• Exercise description
Reproduce the lines from the line with "of the bare" to the line with "of the snow-covered", replacing "pixel" with "location" throughout and leaving everything else unchanged.

• Record excerpts

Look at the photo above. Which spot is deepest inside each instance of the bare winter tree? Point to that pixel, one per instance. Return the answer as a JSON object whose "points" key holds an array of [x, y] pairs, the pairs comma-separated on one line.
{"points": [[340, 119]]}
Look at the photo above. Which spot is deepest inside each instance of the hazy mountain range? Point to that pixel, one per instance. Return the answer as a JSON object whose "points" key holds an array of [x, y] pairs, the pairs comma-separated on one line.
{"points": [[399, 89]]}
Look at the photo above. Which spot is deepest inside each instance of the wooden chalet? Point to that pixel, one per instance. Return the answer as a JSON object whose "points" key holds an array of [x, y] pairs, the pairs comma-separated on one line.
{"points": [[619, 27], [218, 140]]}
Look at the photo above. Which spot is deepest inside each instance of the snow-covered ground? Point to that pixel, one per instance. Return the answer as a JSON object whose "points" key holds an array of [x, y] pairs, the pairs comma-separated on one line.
==
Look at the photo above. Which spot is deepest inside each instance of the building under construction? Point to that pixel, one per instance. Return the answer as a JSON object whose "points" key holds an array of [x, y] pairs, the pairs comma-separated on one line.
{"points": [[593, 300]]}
--
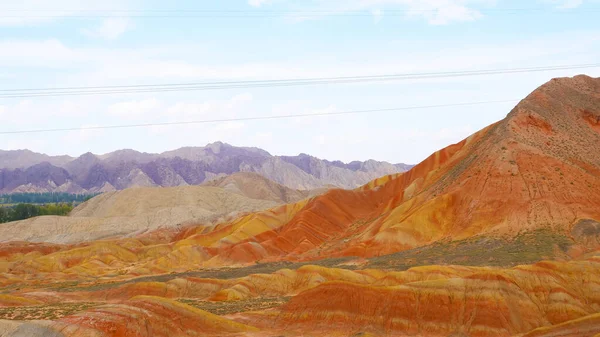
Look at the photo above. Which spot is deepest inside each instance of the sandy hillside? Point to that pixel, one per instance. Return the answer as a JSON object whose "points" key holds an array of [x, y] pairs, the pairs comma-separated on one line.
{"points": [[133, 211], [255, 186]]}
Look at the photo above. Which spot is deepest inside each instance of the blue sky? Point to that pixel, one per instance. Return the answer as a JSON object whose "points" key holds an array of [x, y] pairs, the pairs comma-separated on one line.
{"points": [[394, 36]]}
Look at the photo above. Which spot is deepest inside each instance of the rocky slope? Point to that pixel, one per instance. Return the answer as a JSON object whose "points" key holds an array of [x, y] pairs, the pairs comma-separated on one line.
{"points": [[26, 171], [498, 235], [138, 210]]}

• Solution for this task
Look at the photo above. Which spot is deepest inside each instance of the bare winter tree? Point to that location, one per instance. Return the answer as a JSON object whose "points" key holds an array of [x, y] pairs, the pairs comma-separated on one line.
{"points": [[340, 119]]}
Look at the photo above. Which spot is deepest inside each instance of the hazy mountain range? Point to that location, one per instance. Return the answer as a JSON object whose "points" key holds an array of [x, y] pairs, the pairs comma-separated on one line.
{"points": [[399, 89]]}
Look at the photo above. Which spot is deepest inside each instance of the wooden chalet? Point to that location, one per instance. Return the answer as a JSON object whose "points" key holds an array of [x, y] pairs, the pairs comma-separated on one line.
{"points": [[619, 27], [218, 140]]}
Look at the photo above. Which spot is deepest inside each instance of the snow-covered ground? Point to that location, one per instance. Return the answer as a JSON object whose "points" key holds an array of [x, y] pairs, the pairs comma-separated on one line.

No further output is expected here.